Após o golpe de 1964, o Brasil ingressa na era pós-desenvolvimentista. O milagre econômico e a síndrome do Brasil potência tratariam de fazer crescer o mercado interno, com forte internacionalização e ativismo estatal. Ou seja, o regime militar navegou no rastro de um processo que vinha de longe, fez algumas reformas para alavancar a acumulação de capital e tirou o povo da história.

As últimas duas décadas do século 20 foram não desenvolvimentistas até a medula. Nos anos 1980, prevaleceu o conjunturalismo na economia. Mas floresceram as mobilizações sociais e, no seu rastro, a Constituição de 1988 foi parida. Essa pauta que vinha de baixo, entretanto, não desembocou numa nova perspectiva desenvolvimentista. Já nos 1990, vivemos a febre da abertura sem critérios. Era o tempo de se desfazer dos resquícios do “desenvolvimentismo” para aderir aos ventos aparentemente benignos da “globalização”.

EXERCÍCIO PROPOSTO: Por favor, indique o que prevaleceu na economia nos anos 1980, segundo o texto sobre o desenvolvimentismo no Brasil. Os registros a seguir são material independente do texto.

LISTA DE REGISTROS:

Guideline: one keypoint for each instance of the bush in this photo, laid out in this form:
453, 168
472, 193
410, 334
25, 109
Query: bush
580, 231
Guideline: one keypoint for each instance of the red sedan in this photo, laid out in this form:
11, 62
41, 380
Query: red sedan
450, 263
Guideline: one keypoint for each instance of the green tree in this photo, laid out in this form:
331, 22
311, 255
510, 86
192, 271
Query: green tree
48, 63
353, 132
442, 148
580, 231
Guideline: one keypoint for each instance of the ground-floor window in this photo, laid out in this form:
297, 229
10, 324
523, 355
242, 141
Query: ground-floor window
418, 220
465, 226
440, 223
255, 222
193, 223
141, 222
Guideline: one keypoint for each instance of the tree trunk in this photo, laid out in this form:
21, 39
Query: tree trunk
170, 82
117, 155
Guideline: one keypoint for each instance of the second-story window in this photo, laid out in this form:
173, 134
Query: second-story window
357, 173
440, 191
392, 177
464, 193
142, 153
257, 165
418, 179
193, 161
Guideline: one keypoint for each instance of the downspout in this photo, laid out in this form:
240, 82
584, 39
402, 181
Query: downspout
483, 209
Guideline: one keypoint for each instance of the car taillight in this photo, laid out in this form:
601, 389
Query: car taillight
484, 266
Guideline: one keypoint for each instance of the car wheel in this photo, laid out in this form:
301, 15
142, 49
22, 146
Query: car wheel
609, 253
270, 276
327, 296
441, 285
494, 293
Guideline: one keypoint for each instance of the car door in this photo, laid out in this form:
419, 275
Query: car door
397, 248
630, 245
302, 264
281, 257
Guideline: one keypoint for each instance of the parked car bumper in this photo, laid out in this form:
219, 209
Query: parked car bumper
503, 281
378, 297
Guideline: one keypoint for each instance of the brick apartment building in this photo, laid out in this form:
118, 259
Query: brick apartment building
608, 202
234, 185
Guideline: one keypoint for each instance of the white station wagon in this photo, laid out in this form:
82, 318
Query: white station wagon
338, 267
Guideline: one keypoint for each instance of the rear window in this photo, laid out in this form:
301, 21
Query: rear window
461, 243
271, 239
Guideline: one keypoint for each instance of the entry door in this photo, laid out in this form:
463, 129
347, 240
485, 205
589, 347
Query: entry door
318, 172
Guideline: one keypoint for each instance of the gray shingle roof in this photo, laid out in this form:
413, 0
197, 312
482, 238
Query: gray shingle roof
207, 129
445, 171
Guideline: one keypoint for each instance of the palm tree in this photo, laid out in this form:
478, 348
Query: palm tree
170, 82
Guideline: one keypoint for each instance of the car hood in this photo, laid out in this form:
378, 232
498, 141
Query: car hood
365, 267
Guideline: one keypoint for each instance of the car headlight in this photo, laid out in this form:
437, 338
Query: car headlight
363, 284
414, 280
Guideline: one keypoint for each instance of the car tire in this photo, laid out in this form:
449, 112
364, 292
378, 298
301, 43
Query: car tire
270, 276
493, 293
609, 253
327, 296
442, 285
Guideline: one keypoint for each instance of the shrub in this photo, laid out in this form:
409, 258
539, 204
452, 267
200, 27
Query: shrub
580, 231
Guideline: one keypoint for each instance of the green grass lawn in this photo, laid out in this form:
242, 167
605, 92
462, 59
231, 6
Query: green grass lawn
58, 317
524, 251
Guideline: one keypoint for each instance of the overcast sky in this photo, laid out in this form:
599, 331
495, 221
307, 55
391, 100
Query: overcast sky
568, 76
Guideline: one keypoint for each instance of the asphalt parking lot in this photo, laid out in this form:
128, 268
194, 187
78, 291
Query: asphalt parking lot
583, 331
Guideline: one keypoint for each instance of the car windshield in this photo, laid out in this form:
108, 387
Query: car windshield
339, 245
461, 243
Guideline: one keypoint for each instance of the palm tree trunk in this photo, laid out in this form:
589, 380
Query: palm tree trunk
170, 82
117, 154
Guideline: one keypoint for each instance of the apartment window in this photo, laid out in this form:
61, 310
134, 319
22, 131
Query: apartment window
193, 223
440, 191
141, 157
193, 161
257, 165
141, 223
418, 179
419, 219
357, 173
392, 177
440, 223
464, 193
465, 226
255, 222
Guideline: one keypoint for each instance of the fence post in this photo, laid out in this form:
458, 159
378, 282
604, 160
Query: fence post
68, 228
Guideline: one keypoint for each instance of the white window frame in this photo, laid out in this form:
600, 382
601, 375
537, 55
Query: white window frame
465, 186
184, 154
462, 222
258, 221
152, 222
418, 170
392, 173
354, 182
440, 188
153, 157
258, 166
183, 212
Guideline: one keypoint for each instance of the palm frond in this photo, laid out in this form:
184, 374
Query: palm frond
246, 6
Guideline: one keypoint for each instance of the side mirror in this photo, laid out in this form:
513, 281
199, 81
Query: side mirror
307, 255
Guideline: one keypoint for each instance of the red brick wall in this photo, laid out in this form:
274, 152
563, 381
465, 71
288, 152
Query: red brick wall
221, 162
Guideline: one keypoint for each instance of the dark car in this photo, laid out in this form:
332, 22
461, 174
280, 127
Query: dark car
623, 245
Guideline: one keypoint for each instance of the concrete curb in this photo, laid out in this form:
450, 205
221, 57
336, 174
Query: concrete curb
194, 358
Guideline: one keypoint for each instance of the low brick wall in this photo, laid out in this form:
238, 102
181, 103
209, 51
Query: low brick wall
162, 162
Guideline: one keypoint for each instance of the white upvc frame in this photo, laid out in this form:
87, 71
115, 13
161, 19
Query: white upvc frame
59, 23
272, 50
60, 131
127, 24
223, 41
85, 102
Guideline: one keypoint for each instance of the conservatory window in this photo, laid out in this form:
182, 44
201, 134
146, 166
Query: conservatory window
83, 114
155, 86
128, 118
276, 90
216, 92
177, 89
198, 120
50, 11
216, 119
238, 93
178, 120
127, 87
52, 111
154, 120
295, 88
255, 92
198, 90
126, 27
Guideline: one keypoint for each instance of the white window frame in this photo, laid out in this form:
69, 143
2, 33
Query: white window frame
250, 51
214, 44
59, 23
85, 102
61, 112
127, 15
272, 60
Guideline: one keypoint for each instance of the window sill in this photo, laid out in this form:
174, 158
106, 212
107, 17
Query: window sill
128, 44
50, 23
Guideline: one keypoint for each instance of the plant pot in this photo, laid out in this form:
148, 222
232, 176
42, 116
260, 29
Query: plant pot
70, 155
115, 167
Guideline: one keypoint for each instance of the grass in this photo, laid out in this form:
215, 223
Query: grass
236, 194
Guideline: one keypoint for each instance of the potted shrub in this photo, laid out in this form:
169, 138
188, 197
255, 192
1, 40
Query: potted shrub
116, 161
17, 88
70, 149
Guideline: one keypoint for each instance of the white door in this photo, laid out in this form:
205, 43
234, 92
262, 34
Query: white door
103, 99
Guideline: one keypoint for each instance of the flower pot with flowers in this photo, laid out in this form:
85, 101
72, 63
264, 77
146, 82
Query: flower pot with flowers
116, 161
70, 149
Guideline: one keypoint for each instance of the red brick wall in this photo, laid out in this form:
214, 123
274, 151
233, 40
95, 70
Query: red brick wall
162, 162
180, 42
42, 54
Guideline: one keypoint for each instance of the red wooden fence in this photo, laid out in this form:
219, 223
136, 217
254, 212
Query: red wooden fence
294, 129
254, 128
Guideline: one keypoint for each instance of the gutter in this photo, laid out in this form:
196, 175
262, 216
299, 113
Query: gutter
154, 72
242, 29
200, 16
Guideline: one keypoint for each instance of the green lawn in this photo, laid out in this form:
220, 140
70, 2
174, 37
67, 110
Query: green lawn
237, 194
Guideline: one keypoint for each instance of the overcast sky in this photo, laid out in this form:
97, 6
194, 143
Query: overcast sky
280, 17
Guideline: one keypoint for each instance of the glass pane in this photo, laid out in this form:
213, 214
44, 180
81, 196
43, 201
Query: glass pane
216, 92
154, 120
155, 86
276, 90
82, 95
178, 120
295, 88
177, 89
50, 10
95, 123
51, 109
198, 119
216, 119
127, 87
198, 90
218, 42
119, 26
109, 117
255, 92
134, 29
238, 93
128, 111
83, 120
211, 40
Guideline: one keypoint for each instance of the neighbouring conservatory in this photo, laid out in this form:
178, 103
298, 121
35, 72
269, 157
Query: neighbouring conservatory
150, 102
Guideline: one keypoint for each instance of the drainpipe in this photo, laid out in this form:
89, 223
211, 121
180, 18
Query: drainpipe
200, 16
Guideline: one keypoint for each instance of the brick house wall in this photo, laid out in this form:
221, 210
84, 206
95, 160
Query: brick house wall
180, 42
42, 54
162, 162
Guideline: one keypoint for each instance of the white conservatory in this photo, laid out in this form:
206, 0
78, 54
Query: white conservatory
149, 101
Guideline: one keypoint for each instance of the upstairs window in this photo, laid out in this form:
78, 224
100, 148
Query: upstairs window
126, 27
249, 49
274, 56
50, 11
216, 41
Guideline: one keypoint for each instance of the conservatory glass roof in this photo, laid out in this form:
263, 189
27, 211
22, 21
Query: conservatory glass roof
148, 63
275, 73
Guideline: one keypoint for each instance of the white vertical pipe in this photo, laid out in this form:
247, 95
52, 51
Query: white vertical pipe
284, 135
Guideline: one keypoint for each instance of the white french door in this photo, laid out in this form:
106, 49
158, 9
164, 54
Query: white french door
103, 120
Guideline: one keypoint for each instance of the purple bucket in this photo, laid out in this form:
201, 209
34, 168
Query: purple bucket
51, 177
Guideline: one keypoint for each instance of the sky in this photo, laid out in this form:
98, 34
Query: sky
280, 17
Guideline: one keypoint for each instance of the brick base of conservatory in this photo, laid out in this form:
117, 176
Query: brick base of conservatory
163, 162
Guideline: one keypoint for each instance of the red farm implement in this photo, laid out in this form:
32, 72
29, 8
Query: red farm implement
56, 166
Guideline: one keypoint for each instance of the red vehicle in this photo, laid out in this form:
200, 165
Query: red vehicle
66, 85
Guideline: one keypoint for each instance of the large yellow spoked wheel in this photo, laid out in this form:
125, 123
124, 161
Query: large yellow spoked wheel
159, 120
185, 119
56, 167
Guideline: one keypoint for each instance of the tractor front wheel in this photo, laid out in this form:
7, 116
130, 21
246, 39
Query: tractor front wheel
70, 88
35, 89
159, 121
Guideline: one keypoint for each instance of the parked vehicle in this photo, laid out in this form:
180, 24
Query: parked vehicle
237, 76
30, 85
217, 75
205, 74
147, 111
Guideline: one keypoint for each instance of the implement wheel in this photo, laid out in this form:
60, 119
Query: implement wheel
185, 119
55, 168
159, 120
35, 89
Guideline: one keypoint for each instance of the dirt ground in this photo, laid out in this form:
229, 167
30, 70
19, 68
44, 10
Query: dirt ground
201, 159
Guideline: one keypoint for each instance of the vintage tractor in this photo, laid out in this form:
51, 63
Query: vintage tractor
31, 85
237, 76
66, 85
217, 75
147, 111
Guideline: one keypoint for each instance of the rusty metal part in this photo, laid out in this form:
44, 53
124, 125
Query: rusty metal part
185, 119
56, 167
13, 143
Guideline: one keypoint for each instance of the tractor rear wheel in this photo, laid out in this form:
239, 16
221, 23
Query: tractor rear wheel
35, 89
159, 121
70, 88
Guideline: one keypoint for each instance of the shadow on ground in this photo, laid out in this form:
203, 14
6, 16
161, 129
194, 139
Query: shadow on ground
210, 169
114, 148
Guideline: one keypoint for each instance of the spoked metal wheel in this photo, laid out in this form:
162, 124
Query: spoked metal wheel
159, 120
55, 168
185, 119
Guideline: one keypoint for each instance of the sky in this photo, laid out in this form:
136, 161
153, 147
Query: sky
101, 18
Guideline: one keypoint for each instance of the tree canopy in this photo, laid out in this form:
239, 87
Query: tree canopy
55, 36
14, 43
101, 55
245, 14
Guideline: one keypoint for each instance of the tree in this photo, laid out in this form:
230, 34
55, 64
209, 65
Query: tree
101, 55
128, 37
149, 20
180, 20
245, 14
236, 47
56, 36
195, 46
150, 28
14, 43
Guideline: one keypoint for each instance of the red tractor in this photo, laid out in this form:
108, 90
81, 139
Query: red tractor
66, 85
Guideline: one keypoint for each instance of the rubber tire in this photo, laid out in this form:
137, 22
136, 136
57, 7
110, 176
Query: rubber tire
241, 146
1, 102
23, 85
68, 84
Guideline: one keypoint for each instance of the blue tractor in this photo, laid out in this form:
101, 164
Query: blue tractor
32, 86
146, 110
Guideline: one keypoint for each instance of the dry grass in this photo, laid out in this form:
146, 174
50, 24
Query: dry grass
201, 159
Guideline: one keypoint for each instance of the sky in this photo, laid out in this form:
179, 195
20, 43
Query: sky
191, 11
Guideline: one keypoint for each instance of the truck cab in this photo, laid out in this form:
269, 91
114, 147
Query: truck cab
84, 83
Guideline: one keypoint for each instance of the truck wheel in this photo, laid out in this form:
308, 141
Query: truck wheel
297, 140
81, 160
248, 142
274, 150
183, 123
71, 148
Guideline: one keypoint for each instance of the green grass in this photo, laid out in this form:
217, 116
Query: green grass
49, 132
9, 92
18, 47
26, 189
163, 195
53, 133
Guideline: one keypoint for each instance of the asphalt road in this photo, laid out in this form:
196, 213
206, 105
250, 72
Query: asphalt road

RESPOSTA ESCRITA: O conjunturalismo.